What you will do: Convert the entries below into a two-column CSV with the header "text,answer" and one row per entry. Place each entry's text and its answer in their own quoted fields, replacing any line breaks with spaces.

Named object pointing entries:
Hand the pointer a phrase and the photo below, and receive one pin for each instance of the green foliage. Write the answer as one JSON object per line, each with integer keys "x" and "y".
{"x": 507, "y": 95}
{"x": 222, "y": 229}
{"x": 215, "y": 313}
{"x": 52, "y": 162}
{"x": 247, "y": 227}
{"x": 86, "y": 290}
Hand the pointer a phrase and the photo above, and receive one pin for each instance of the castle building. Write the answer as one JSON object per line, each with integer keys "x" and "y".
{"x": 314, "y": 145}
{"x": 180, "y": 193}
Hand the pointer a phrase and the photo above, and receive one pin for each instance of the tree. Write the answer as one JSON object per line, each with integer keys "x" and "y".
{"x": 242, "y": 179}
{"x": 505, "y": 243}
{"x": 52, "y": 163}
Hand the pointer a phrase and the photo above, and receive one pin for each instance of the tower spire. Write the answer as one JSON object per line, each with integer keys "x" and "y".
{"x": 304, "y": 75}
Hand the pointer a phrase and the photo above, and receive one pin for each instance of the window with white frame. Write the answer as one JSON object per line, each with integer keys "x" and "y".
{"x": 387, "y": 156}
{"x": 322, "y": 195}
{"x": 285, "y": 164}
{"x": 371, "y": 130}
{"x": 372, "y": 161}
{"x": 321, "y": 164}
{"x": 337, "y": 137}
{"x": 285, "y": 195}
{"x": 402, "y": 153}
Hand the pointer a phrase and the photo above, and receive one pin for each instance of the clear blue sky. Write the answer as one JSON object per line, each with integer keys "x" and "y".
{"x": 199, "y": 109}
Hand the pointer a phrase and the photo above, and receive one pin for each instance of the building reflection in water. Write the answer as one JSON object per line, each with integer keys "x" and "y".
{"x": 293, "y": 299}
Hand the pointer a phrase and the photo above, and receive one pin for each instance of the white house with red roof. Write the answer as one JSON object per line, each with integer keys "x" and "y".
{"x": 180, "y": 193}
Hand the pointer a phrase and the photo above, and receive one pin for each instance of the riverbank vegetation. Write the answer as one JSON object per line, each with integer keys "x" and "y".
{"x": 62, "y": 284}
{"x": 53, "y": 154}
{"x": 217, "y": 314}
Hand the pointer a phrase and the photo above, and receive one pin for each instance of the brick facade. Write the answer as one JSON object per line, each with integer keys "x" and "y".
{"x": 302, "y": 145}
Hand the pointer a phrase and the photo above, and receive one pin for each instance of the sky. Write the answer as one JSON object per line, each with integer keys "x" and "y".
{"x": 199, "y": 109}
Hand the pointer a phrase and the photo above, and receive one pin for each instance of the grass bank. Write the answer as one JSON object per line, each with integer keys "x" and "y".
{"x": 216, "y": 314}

Answer to this task:
text,answer
"Hand the pointer a phrase and the photo below, and receive one pin for each instance of the green foliage. Write the answer as one JSON object per line, each with integer keys ""x"" and ""y"".","{""x"": 507, ""y"": 95} {""x"": 222, ""y"": 229} {""x"": 215, ""y"": 313} {""x"": 52, ""y"": 162} {""x"": 247, ""y"": 227} {""x"": 86, ""y"": 290}"
"Hand the pointer a phrase and the photo above, and receive one pin for each instance of the castle building. Write the answer as one JSON object per line, each with integer keys ""x"" and ""y"".","{""x"": 314, ""y"": 145} {""x"": 180, ""y"": 193}"
"Hand the pointer a phrase and the photo above, and receive one pin for each instance of the tree. Write the answer as one JSON object per line, each with integer keys ""x"" and ""y"".","{""x"": 242, ""y"": 179} {""x"": 505, ""y"": 243} {""x"": 52, ""y"": 163}"
"Hand the pointer a phrase and the photo above, and receive one pin for each instance of the tower spire. Write the answer as one JSON object per line, each with integer keys ""x"" and ""y"".","{""x"": 304, ""y"": 75}"
"Hand the pointer a phrase and the photo above, and receive one pin for each instance of the window with white frame. Write the answer as one JSON object per line, each with integer keys ""x"" and ""y"".","{""x"": 387, ""y"": 156} {""x"": 322, ""y"": 195} {""x"": 285, ""y"": 164} {""x"": 371, ""y"": 130} {""x"": 372, ""y"": 161} {""x"": 321, ""y"": 164} {""x"": 337, ""y"": 137} {""x"": 285, ""y"": 195} {""x"": 402, ""y"": 153}"
"Hand the pointer a phrase and the photo above, and receive one pin for each instance of the clear blue sky. Write the answer as one JSON object per line, each with integer keys ""x"" and ""y"".","{""x"": 199, ""y"": 109}"
"Hand the pointer a phrase and the photo above, and receive one pin for each instance of the building reflection in water. Write the answer as one JSON object per line, each with integer keys ""x"" and ""y"".","{""x"": 293, ""y"": 299}"
"Hand the pointer a phrase and the photo above, and receive one pin for each instance of the white house with red roof. Write the answer as one JSON object per line, each with integer keys ""x"" and ""y"".","{""x"": 180, ""y"": 193}"
"Hand the pointer a phrase and the photo above, and receive one pin for each instance of the riverbank vegetation. Write the answer as one JSON object per line, each with integer keys ""x"" and ""y"".","{""x"": 62, ""y"": 284} {""x"": 53, ""y"": 154} {""x"": 217, ""y"": 314}"
"Hand the pointer a phrase and the photo above, and receive one pin for each instance of the brick facade. Write the answer as one JSON object per line, each with integer keys ""x"" and ""y"".","{""x"": 302, ""y"": 145}"
"Hand the pointer a phrase and the photo above, and receive one pin for each instance of the sky. Write the answer as one JSON object per line, each with integer keys ""x"" and ""y"".","{""x"": 199, ""y"": 109}"
"Hand the pointer a phrase and the photo above, and receive one pin for each instance of the grass bank. Write the answer as one JSON object per line, each with integer keys ""x"" and ""y"".","{""x"": 216, ""y"": 314}"